→ **PROBLEM STATEMENT**
Collect every line of the items below that contains the string "before", and treat the match as case-sensitive.

→ **DATA FOR THIS EXERCISE**
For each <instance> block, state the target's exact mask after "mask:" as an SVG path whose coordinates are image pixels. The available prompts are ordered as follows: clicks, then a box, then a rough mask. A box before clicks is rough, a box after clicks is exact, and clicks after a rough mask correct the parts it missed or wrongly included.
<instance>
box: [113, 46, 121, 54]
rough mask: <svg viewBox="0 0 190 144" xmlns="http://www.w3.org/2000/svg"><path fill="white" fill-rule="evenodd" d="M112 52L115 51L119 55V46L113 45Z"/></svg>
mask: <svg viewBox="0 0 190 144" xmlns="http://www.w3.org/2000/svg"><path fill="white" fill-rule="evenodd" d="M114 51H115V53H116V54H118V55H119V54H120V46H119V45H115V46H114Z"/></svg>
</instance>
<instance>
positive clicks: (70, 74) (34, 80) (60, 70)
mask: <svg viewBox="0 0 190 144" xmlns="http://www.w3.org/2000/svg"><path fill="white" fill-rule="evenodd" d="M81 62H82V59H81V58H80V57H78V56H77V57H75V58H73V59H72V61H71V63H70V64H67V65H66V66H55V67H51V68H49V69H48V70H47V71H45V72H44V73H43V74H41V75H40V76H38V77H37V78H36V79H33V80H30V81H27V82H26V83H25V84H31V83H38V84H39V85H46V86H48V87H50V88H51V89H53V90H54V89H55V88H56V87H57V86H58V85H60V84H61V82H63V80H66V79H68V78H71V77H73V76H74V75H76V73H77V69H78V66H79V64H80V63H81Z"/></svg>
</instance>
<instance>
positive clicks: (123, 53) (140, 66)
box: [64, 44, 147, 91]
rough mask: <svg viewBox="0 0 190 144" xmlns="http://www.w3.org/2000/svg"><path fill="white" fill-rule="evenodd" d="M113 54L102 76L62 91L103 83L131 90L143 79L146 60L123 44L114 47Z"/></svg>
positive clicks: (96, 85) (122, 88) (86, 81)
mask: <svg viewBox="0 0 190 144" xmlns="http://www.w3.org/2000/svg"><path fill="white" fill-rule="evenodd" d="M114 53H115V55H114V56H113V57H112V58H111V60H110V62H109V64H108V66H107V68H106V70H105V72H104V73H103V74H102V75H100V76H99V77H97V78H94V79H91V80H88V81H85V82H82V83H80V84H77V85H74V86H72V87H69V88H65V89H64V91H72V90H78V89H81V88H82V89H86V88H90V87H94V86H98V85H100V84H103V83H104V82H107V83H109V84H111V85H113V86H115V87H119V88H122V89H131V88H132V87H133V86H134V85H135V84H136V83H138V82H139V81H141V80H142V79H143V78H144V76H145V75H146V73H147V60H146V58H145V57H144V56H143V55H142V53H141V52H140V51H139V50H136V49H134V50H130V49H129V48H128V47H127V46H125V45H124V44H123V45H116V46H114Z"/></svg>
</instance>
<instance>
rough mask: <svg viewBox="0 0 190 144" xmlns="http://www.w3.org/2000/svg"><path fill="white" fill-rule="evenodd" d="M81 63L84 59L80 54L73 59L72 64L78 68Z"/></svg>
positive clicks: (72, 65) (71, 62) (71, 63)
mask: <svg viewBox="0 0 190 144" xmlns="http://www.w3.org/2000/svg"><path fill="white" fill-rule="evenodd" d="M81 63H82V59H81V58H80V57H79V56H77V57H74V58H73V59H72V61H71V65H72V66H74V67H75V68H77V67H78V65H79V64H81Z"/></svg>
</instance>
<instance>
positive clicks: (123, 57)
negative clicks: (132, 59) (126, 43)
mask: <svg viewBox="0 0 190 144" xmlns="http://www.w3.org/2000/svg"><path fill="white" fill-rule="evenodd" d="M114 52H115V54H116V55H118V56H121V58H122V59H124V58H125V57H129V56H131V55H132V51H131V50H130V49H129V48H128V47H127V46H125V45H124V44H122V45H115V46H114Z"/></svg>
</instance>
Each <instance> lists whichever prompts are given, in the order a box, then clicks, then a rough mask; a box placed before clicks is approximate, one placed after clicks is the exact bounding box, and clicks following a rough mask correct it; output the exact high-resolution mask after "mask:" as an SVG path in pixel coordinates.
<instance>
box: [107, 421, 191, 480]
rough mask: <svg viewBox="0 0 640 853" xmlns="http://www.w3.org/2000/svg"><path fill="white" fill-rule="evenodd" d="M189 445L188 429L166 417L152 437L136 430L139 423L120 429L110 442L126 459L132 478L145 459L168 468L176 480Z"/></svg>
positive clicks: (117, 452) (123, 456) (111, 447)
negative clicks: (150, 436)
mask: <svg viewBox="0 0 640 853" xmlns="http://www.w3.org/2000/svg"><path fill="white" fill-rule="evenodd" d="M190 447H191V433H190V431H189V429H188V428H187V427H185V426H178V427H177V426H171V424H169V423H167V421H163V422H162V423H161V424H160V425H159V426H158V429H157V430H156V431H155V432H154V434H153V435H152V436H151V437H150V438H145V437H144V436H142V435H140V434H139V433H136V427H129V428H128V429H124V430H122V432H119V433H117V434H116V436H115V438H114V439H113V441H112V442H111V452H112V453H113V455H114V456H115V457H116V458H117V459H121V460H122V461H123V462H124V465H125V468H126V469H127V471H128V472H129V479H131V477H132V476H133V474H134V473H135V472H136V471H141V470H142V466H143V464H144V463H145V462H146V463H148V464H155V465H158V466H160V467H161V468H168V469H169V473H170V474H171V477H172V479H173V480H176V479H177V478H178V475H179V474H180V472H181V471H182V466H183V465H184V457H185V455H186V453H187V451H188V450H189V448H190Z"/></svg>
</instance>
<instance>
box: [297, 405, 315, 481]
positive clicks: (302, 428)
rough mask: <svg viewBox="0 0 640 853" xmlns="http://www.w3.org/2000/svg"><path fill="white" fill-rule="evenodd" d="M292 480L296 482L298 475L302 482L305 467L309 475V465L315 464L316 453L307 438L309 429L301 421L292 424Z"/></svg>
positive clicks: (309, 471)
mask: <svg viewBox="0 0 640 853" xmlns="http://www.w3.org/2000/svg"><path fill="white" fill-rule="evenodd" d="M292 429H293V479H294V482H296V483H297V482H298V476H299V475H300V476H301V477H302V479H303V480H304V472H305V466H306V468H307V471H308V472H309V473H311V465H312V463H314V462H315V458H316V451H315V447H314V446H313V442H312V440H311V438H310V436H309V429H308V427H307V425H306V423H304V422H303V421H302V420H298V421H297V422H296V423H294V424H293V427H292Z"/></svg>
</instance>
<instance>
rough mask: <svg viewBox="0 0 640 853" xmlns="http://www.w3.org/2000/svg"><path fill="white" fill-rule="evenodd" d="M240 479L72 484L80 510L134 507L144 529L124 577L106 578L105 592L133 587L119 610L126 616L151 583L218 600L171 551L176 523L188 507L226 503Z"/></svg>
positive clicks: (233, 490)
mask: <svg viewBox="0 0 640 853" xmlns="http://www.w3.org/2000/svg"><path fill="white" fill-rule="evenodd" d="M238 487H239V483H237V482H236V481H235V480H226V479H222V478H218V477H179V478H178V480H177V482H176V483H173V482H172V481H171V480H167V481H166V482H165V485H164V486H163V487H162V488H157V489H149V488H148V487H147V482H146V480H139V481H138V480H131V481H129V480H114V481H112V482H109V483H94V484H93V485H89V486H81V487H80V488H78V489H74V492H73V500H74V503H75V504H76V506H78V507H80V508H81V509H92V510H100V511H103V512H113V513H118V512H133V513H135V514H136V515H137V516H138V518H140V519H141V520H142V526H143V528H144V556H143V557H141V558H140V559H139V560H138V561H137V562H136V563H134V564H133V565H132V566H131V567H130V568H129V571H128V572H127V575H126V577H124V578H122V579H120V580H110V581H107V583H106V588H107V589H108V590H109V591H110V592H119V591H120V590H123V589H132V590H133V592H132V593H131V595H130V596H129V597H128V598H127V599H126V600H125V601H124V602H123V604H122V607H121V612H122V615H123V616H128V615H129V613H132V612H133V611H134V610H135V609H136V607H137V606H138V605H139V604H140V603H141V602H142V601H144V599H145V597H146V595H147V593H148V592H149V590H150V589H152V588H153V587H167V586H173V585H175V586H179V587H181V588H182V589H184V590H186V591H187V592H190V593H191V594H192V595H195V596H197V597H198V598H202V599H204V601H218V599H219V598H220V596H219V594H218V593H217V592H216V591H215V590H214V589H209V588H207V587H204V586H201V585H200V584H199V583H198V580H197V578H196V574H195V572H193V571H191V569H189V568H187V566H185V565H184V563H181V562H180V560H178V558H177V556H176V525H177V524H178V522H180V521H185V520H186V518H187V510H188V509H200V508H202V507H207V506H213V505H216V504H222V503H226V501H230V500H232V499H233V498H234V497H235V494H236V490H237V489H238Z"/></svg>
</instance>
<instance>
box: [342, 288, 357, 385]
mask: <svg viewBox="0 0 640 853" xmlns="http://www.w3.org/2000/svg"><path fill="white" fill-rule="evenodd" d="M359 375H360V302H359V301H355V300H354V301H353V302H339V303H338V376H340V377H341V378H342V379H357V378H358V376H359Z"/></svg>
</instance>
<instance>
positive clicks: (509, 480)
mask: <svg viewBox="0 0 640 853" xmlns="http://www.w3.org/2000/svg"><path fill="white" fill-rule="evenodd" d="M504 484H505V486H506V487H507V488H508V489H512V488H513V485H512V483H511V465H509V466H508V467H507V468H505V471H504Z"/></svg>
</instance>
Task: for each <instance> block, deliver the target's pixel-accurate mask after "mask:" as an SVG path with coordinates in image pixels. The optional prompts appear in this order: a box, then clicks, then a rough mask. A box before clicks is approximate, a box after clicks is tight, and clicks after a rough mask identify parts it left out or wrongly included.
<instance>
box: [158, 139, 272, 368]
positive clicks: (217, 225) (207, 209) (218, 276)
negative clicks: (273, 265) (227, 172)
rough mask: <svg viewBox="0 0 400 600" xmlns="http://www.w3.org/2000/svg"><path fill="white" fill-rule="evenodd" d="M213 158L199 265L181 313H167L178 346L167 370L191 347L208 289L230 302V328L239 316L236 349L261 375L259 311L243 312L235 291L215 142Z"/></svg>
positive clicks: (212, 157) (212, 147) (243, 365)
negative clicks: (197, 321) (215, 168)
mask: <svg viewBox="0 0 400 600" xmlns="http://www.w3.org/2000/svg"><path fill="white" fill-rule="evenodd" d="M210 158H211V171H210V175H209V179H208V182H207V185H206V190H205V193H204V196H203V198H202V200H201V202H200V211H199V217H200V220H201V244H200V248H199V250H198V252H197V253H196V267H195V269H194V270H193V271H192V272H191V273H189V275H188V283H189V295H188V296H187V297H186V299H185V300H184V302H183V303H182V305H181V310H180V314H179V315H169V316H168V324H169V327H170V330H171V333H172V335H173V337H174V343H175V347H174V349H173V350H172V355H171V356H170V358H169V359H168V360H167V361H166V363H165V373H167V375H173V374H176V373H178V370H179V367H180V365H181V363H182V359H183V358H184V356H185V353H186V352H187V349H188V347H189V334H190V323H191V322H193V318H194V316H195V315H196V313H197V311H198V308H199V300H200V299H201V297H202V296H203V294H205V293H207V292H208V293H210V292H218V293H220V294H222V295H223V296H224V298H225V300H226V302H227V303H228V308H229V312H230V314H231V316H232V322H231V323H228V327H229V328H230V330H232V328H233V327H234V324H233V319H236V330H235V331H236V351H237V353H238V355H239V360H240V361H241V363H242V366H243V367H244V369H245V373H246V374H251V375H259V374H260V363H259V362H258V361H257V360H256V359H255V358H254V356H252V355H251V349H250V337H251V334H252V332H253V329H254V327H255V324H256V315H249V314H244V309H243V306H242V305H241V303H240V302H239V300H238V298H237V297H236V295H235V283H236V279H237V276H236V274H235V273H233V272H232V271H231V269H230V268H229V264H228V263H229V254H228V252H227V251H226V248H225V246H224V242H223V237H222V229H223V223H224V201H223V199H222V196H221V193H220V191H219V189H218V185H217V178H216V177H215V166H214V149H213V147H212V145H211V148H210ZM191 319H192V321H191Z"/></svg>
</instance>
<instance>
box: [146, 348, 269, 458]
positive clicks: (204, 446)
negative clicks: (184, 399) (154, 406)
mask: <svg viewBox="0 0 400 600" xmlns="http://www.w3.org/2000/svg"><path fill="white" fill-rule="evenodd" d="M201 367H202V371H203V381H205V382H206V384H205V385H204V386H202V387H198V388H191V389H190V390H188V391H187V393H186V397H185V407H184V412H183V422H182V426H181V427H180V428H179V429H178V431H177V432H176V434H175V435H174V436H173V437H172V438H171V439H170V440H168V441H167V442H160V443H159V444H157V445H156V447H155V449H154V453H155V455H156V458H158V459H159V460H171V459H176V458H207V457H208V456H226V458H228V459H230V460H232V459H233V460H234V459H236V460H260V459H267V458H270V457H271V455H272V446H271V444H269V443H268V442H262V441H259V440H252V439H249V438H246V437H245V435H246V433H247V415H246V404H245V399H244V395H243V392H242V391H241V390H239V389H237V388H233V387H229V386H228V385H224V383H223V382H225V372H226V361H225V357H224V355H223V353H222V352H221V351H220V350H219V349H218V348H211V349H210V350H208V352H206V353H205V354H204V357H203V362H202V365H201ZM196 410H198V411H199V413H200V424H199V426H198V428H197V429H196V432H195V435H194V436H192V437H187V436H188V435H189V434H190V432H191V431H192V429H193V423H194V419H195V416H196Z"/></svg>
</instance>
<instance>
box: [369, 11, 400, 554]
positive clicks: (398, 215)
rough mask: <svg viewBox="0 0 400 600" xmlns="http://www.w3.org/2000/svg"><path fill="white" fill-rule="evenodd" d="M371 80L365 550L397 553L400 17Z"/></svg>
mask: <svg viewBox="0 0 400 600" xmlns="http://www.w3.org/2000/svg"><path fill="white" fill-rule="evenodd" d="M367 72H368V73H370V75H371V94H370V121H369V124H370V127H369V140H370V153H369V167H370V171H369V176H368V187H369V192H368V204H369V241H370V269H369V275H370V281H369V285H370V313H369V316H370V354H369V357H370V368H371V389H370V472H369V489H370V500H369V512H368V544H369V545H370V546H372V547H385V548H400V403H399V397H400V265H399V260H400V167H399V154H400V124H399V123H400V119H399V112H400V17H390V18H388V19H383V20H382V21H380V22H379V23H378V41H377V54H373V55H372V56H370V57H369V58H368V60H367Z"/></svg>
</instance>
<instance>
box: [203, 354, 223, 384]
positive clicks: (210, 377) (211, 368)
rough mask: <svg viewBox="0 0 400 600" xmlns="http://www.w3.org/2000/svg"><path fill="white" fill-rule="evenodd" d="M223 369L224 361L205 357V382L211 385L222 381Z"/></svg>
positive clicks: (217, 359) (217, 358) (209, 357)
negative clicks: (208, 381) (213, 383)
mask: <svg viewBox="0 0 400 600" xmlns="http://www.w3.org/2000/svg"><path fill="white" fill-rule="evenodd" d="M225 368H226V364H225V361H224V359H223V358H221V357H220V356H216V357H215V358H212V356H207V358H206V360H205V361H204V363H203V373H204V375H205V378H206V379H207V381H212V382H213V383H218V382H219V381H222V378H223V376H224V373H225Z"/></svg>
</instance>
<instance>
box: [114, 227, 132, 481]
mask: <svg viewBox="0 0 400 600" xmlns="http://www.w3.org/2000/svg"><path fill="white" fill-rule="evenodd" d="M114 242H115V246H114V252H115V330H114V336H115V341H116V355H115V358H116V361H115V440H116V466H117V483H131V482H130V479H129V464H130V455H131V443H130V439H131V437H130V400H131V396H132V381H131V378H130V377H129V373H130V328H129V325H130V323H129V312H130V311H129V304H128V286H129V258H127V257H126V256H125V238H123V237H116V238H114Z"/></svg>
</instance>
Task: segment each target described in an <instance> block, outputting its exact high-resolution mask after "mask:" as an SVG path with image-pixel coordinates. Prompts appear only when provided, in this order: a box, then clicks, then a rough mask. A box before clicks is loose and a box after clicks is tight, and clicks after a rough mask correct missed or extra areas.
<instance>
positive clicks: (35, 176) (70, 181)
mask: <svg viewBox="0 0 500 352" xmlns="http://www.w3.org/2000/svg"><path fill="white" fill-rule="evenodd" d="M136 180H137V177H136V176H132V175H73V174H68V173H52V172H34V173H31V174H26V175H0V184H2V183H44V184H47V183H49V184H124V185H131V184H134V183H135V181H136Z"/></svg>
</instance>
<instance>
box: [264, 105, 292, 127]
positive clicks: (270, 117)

→ **OUTPUT FOR THIS TASK**
For each <instance> block, state the target's exact mask after "mask:" as an SVG path whose coordinates are image pixels. The available prompts are ordered as follows: clicks, then a box, then a rough mask. A box before clicks is rough, a box after clicks is exact, and clicks after a rough mask correct the parts it missed or wrongly included.
Each <instance> lists whichever prompts are given, in the order a box, then clicks, then a rough mask; a box placed before clicks is approximate, one placed after clicks is the exact bounding box, and clicks following a rough mask correct it; output the exact high-resolution mask after "mask:" as an SVG path in pixel coordinates.
Task: for each <instance> block, deliver the target's pixel-accurate mask after "mask:" as an SVG path with coordinates in image pixels. The optional prompts appear in this order: a box, then clicks, then a rough mask. A box before clicks is approximate, a box after clicks is tight, and clicks after a rough mask identify parts it left out or wrongly included.
Task: segment each target described in an <instance> block, outputting its exact high-resolution mask after "mask:" as an SVG path with image-pixel coordinates. Prompts appear only when provided, in this order: a box, then clicks, then a rough mask. A box before clicks is loose and a box after clicks is tight, and clicks after a rough mask correct missed or extra areas.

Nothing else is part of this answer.